* Do this *
Beginning with the line that contains "Indicate the child", extract each line through the end of the listing below, with no additions or omissions.

* Records to process *
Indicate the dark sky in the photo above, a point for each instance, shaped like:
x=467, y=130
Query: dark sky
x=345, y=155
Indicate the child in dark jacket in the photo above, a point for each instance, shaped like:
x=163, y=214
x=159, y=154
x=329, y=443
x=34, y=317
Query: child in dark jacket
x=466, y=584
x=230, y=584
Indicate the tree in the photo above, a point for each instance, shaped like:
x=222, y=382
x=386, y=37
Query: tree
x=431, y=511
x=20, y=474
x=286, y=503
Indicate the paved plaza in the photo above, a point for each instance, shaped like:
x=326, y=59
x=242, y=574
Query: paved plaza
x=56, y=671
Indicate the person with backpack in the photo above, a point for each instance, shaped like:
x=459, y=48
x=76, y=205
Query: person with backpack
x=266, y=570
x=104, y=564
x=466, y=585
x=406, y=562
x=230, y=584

* Exercise result *
Indicate the child in dark jacket in the photo above, a point for each instance, shaped like:
x=163, y=214
x=159, y=154
x=329, y=443
x=34, y=317
Query: child in dark jacket
x=466, y=584
x=230, y=584
Indicate the tree in the photo above, a point for each instance, shaped like:
x=222, y=382
x=386, y=37
Query: tree
x=431, y=511
x=20, y=474
x=286, y=503
Indicate the paved plaza in the photo above, a point for each instance, shaped like:
x=326, y=59
x=242, y=574
Query: paved plaza
x=56, y=671
Indicate the person with backpack in the photo above, a point for each instance, shaped like:
x=459, y=48
x=76, y=205
Query: person with backpack
x=266, y=570
x=104, y=564
x=466, y=585
x=406, y=562
x=230, y=584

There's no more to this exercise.